-- begin RECORDS FOR THE TASK --
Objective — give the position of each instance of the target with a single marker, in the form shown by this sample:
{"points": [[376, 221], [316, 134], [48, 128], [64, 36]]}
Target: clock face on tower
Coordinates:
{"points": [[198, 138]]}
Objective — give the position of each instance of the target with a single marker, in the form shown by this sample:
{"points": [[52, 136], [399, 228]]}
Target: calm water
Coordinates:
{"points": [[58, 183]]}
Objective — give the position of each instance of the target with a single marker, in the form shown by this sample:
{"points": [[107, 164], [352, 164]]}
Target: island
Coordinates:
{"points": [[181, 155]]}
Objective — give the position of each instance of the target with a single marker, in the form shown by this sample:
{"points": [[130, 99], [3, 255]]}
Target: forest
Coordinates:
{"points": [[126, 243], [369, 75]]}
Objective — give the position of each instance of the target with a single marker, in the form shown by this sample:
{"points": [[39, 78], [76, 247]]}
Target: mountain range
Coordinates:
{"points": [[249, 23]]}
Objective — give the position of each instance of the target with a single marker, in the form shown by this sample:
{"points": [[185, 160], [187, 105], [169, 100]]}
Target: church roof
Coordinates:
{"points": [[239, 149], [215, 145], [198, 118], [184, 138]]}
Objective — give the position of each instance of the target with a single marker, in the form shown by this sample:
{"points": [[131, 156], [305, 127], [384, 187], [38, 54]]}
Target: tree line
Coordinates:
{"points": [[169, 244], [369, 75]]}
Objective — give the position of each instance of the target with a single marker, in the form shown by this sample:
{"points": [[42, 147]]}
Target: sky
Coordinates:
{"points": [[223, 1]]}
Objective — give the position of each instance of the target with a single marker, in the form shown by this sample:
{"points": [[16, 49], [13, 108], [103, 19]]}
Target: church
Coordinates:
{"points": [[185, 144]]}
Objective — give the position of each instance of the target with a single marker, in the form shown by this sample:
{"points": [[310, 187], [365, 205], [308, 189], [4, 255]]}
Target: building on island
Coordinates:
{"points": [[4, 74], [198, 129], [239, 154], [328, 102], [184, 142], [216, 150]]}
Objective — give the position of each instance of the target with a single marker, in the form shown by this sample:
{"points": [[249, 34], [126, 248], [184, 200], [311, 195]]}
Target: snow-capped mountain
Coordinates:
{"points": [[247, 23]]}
-- end RECORDS FOR THE TASK --
EXERCISE TASK: Type out the full listing again, exactly as given.

CORRECT RESPONSE:
Objective — give the position of each instance of the target with a single marker, in the form shown by this sample:
{"points": [[376, 221], [316, 134], [48, 128], [64, 36]]}
Target: clock face on tower
Coordinates:
{"points": [[198, 138]]}
Objective — give the position of each instance of the target with a single marker, in the form shown by this sample:
{"points": [[52, 136], [399, 228]]}
Target: calm water
Coordinates:
{"points": [[58, 183]]}
Objective — give the position of each instance of the target with a single marker, in the form shown by this sample:
{"points": [[107, 164], [352, 164]]}
Target: island
Coordinates:
{"points": [[181, 155]]}
Objective — give the position of each instance of the target with a single marker, in the form shown by this sample:
{"points": [[130, 99], [3, 255]]}
Target: forest
Coordinates:
{"points": [[126, 243], [369, 75]]}
Objective — give the position of each instance of the target with a single marker, in the form shown by this sample:
{"points": [[39, 78], [76, 247]]}
Target: mountain range
Coordinates:
{"points": [[249, 23]]}
Objective — give the position of each instance of the target with a single marker, in the form shown by this sample:
{"points": [[185, 160], [187, 105], [169, 100]]}
Target: church roof
Coordinates:
{"points": [[239, 149], [215, 145], [198, 118], [184, 138]]}
Objective — give the position of each instance of the target with a single marker, in the form shown by this sample:
{"points": [[131, 156], [305, 127], [384, 187], [38, 54]]}
Target: tree line
Coordinates:
{"points": [[169, 244], [369, 75]]}
Objective — give the position of each instance of the target with a single marker, in the form shown by this sample:
{"points": [[42, 147]]}
Target: sky
Coordinates:
{"points": [[223, 1]]}
Objective — give the position of each instance of the target with a single marker, in the form shown by this sample:
{"points": [[16, 49], [13, 108], [103, 19]]}
Target: church
Coordinates:
{"points": [[185, 144]]}
Objective — give the position of each instance of the target with a single marker, in the form shown by this sample:
{"points": [[310, 187], [365, 205], [308, 189], [4, 255]]}
Target: building on island
Coordinates:
{"points": [[4, 74], [198, 129], [239, 154], [328, 102], [184, 142], [216, 150]]}
Objective — give the position of each instance of the target with a single marker, in the form shown by this sample:
{"points": [[249, 34], [126, 248], [184, 200], [311, 195]]}
Target: snow-capped mountain
Coordinates:
{"points": [[247, 23]]}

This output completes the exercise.